- _CONSIGNE_
Mettez en forme les lignes ci-dessous en une liste numérotée, sans reprendre les lignes vides.

- _DONNÉES DE DÉPART_
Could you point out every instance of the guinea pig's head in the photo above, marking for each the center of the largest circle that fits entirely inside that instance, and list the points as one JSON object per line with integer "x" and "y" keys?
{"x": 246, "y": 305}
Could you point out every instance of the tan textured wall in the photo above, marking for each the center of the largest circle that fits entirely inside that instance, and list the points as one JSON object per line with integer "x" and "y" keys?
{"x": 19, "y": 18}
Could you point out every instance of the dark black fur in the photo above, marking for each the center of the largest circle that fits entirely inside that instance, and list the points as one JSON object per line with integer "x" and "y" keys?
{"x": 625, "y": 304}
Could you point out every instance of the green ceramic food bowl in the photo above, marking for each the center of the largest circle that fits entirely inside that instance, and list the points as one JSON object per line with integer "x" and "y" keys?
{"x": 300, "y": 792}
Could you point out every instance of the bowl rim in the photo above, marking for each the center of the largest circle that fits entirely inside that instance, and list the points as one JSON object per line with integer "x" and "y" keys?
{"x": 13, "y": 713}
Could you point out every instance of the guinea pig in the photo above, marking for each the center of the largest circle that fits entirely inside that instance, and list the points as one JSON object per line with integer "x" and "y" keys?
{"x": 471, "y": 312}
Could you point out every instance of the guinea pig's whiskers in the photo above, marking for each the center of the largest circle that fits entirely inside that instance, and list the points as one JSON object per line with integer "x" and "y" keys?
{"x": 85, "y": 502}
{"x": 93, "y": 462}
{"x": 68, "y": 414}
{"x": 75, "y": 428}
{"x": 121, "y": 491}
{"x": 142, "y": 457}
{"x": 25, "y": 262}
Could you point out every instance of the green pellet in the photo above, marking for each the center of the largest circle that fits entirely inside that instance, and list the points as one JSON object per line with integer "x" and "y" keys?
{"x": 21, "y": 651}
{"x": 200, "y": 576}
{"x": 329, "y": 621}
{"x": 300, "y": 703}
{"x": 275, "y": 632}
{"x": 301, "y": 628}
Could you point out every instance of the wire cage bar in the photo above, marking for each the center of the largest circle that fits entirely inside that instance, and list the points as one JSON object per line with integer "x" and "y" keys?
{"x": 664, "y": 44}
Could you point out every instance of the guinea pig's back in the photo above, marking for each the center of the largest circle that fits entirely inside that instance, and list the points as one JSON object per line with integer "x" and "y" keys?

- _RÉSULTAT OBTENU_
1. Could you point out every instance of the guinea pig's head in the photo above, marking for each the center of the largest circle that fits entirely inside that instance, and list the points as one JSON object per line with integer "x" and "y" keys?
2. {"x": 246, "y": 305}
3. Could you point out every instance of the tan textured wall in the photo above, marking for each the center of the largest circle that fits entirely inside that instance, and list the points as one JSON object per line with integer "x" and "y" keys?
4. {"x": 19, "y": 18}
5. Could you point out every instance of the dark black fur in the photo above, marking for each the center of the largest circle that fits entirely inside that instance, and list the points as one JSON object per line with integer "x" and "y" keys?
6. {"x": 625, "y": 304}
7. Could you point out every instance of the green ceramic food bowl in the photo above, marking for each the center of the largest circle that fits entirely inside that instance, and list the points as one JSON object per line with integer "x" and "y" keys?
8. {"x": 300, "y": 792}
9. Could you point out every instance of the bowl rim in the photo above, marking for each the center of the largest circle that fits entirely inside that instance, and list the points as one JSON object per line with integer "x" and "y" keys?
10. {"x": 13, "y": 713}
11. Could you point out every instance of the guinea pig in the photo above, marking for each the center of the largest circle that fits entirely inside that instance, and list the points as one JSON object per line with integer "x" and "y" keys?
12. {"x": 471, "y": 312}
13. Could you point out every instance of the guinea pig's whiskers in the photo above, marking for each the center of the largest circle that fits entirely inside that instance, and list the points as one JSON object per line with integer "x" and "y" keys?
14. {"x": 85, "y": 502}
15. {"x": 93, "y": 462}
16. {"x": 68, "y": 414}
17. {"x": 75, "y": 428}
18. {"x": 121, "y": 491}
19. {"x": 142, "y": 457}
20. {"x": 25, "y": 262}
21. Could you point out every instance of the green pellet in the photo above, marking for each the center of the largest circle that fits entirely inside that instance, and list the points as one JSON object per line with integer "x" and "y" keys?
22. {"x": 21, "y": 651}
23. {"x": 200, "y": 576}
24. {"x": 329, "y": 621}
25. {"x": 300, "y": 703}
26. {"x": 275, "y": 632}
27. {"x": 301, "y": 628}
28. Could you point out every instance of the wire cage bar in the photo above, marking for each the center of the largest circle that fits entirely inside that instance, and list the points as one JSON object per line with integer "x" and "y" keys?
29. {"x": 664, "y": 44}
30. Could you point out every instance of the guinea pig's back in the photo above, marking for each the center of the largest circle that fits entirely inside that instance, and list the points as one JSON object per line with integer "x" and "y" keys?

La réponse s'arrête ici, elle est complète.